▶ [Record list]
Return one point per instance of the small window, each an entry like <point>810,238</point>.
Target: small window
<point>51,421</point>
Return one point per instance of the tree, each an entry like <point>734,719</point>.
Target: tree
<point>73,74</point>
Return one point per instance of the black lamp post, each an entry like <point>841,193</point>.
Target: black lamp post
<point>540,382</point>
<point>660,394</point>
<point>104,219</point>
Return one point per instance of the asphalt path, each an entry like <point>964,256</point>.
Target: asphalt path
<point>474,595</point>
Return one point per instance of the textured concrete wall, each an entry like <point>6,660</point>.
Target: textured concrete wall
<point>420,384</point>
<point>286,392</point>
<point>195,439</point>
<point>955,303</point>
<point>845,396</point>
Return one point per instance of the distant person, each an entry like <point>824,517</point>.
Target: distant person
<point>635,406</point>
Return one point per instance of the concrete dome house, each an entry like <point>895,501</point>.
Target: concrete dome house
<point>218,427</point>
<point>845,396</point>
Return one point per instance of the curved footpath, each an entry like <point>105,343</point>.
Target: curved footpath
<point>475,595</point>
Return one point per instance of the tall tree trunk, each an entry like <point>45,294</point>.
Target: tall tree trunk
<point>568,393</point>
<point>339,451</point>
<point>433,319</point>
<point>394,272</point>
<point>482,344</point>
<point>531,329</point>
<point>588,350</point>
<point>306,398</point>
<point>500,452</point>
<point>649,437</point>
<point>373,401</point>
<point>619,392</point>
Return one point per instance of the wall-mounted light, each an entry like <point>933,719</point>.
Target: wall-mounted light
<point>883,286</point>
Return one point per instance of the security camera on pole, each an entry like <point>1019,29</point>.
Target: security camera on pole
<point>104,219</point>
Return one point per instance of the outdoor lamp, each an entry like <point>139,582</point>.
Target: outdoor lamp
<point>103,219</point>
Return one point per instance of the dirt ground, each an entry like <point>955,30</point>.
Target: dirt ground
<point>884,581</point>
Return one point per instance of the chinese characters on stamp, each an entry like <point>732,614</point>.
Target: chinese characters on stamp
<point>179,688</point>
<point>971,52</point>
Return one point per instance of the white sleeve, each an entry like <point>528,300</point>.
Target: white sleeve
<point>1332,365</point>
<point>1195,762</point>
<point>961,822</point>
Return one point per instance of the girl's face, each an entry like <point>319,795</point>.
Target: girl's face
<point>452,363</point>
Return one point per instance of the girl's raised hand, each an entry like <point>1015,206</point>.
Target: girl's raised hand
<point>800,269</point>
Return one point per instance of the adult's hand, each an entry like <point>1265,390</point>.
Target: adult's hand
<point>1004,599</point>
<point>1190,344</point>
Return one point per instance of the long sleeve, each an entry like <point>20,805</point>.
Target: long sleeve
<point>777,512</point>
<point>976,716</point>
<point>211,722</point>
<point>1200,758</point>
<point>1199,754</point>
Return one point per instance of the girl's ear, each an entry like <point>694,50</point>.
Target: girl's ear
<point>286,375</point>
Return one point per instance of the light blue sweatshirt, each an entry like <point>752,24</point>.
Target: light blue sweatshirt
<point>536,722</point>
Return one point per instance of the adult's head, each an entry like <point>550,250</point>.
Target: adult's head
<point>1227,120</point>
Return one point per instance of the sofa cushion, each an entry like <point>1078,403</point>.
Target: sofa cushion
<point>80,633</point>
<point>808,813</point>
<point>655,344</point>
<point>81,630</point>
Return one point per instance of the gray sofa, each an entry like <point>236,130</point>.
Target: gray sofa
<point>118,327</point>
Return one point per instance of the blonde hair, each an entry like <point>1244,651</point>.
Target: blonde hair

▶ [Work to be completed] Restate each of the entries above verbatim.

▶ [Result for this task]
Return one point per instance of the small window, each an entry like <point>810,238</point>.
Target: small window
<point>51,421</point>
Return one point per instance of the tree, each an entry like <point>734,719</point>.
Target: tree
<point>73,74</point>
Return one point per instance of the black lamp post, each an entry like <point>841,193</point>.
Target: black lamp post
<point>540,382</point>
<point>660,394</point>
<point>104,219</point>
Return one point per instance of the asphalt path, each an entry like <point>964,256</point>.
Target: asphalt path
<point>474,595</point>
Return one point per instance of the textured concrete wall, each an entry like <point>6,660</point>.
Target: textured concrete wall
<point>420,384</point>
<point>286,392</point>
<point>195,439</point>
<point>955,303</point>
<point>845,396</point>
Return one point per instance of the distant person, each an entry like <point>824,517</point>.
Target: distant person
<point>635,406</point>
Return one point per instance of the concrete dome house, each an entry like <point>895,501</point>.
Target: concrete dome house
<point>218,427</point>
<point>845,396</point>
Return one point per instance of the curved footpath, each an entry like <point>105,343</point>.
Target: curved footpath
<point>475,595</point>
Return one point per instance of the tall tree trunk, each an entry like <point>45,294</point>.
Target: tall tree trunk
<point>568,393</point>
<point>339,451</point>
<point>433,319</point>
<point>394,272</point>
<point>482,344</point>
<point>531,329</point>
<point>588,350</point>
<point>306,398</point>
<point>500,452</point>
<point>649,437</point>
<point>373,401</point>
<point>619,392</point>
Return one point per instance of the wall-mounted light, each an entry like <point>933,719</point>.
Target: wall-mounted light
<point>883,286</point>
Return one point per instance of the security camera on pole, each an entry like <point>1019,29</point>.
Target: security camera on pole
<point>104,219</point>
Return one point per instance of the outdoor lamp, each an entry like <point>139,582</point>.
Target: outdoor lamp
<point>103,219</point>
Return one point per instance of the dirt ground, each an entry like <point>955,30</point>.
Target: dirt ground
<point>884,581</point>
Return one point per instance of the chinese characters on stamp, each an entry like <point>732,614</point>.
Target: chinese characters on stamp
<point>179,688</point>
<point>971,52</point>
Return one point per instance of the white sleeve, each an entry like <point>528,300</point>.
Target: white sleeve
<point>1332,365</point>
<point>1195,762</point>
<point>961,822</point>
Return one point per instance of the girl's face, each an entry like <point>319,795</point>.
Target: girl's face
<point>452,363</point>
Return one point per instance of the girl's raised hand, each an entry like <point>1015,206</point>.
Target: girl's raised hand
<point>800,269</point>
Return one point per instance of the adult's hand, each an entry like <point>1265,390</point>.
Target: adult's hand
<point>1004,599</point>
<point>1190,344</point>
Return one point per instance of the long sleeve, each an entry like <point>20,805</point>.
Target: long sleeve
<point>777,512</point>
<point>976,716</point>
<point>211,722</point>
<point>1200,758</point>
<point>1199,754</point>
Return one point per instance of the girl's ear, each an entry like <point>694,50</point>.
Target: girl's ear
<point>286,375</point>
Return one point per instance of the light blue sweatshirt, each an entry like <point>752,24</point>.
Target: light blue sweatshirt
<point>536,722</point>
Return one point per instance of the adult's head, each an entry like <point>550,250</point>.
Target: adult's head
<point>1227,120</point>
Return one point per instance of the sofa cushion, each an entry like <point>1078,403</point>.
Target: sofa cushion
<point>80,633</point>
<point>808,813</point>
<point>655,344</point>
<point>81,630</point>
Return one point per instance of the gray sofa, each an entry like <point>236,130</point>.
Target: gray sofa
<point>118,327</point>
Return one point per instance of the blonde hair, each an entry like <point>1244,651</point>.
Target: blonde hair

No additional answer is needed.